Segni tangibili di vite che non terminano

Intervista al Prof. Martin Roch, autore di L’emergere del culto delle reliquie nei secoli IV-VI: una manifestazione storica di una “cultura della risurrezione” (in «Nuova Umanità» XXXII (2010/2) 188, pp. 279-297).
Martin Roch

Professor Roch, lei è uno storico medievista: ci vuole raccontare come è maturato in lei questo interesse per la storia medievale e qual è stato il suo percorso professionale?

 

Ancora quando frequentavo le superiori ho avuto una professoressa di storia che mi ha fatto scoprire che studiare la storia significava investigare, cercare di ricostruire tale o tal’altra parte del passato umano nel modo più veritiero possibile, sfruttando al meglio le tracce, scritte e non, a noi pervenute da quel passato. Nello stesso periodo mi sono imbattuto in un saggio, diventato poi un best-seller, della medievista francese Régine Pernoud, Pour en finir avec le Moyen Âge (Smettiamola col Medioevo), in cui metteva in evidenza e torceva il collo alla “leggenda nera” da cui era afflitto quel periodo storico. Ha forse stuzzicato il mio senso di giustizia… Comunque sia, ho scelto poi il Medioevo come periodo di predilezione durante i miei studi universitari.

Guarda caso, il primo seminario che ho frequentato nella Facoltà di Storia verteva su Gregorio Magno, il “grande” papa (Magno, appunto), morto nel 604. Questo seminario è stato fondamentale per me. Da una parte, ho capito meglio che la “storia religiosa” era anzitutto storia, punto e basta, e che non si dà studio serio della storia se si tralascia la dimensione religiosa dell’uomo (naturalmente, bisogna rispettare i principi epistemologici che fanno sì che la storiografia possa veramente portarci alla conoscenza del passato, che cioè possa essere una scienza vera e propria, e non un discorso ideologico). Dall’altra parte, sono rimasto affascinato da quel primo periodo del Medioevo, ossia l’Alto Medioevo, ancora spesso chiamato “i secoli bui”. Anni dopo, la mia tesi di dottorato si è inserita in queste due dimensioni.

Dopo la laurea ho studiato ed insegnato per circa 12 anni a Taiwan e Hong Kong: questa immersione in una cultura molto diversa, molto ricca, è stata un’esperienza non teorica, ma vitale di cambio di prospettiva: un atteggiamento fondamentale per chi studia storia.

- **Materiale presentato**
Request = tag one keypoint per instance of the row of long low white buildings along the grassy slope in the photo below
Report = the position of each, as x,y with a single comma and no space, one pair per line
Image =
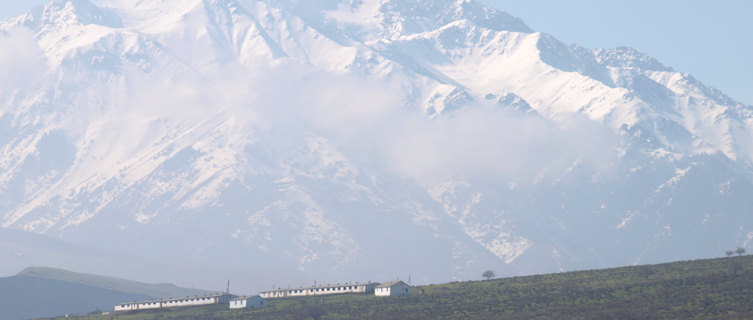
393,288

- **Compiti ed esercizi**
- 1) Nell'intervista al professor Roch, su quale papa verteva il primo seminario che frequentò nella Facoltà di Storia?
- 2) Riduci a un elenco puntato il paragrafo dell'intervista al professor Roch che comincia con "Guarda caso, il primo seminario", conservandone i fatti principali.

- **Soluzioni dei compiti**
- 1) Su Gregorio Magno, il papa morto nel 604.

- 2)
- Il primo seminario frequentato nella Facoltà di Storia verteva su Gregorio Magno, papa morto nel 604, ed è stato fondamentale per lui.
- Ha capito che la "storia religiosa" è anzitutto storia e che non si può studiare seriamente la storia tralasciando la dimensione religiosa dell'uomo.
- Occorre rispettare i principi epistemologici che rendono la storiografia una vera scienza e non un discorso ideologico.
- È rimasto affascinato dall'Alto Medioevo, spesso ancora chiamato "i secoli bui".
- Anni dopo, la sua tesi di dottorato si è inserita in queste due dimensioni.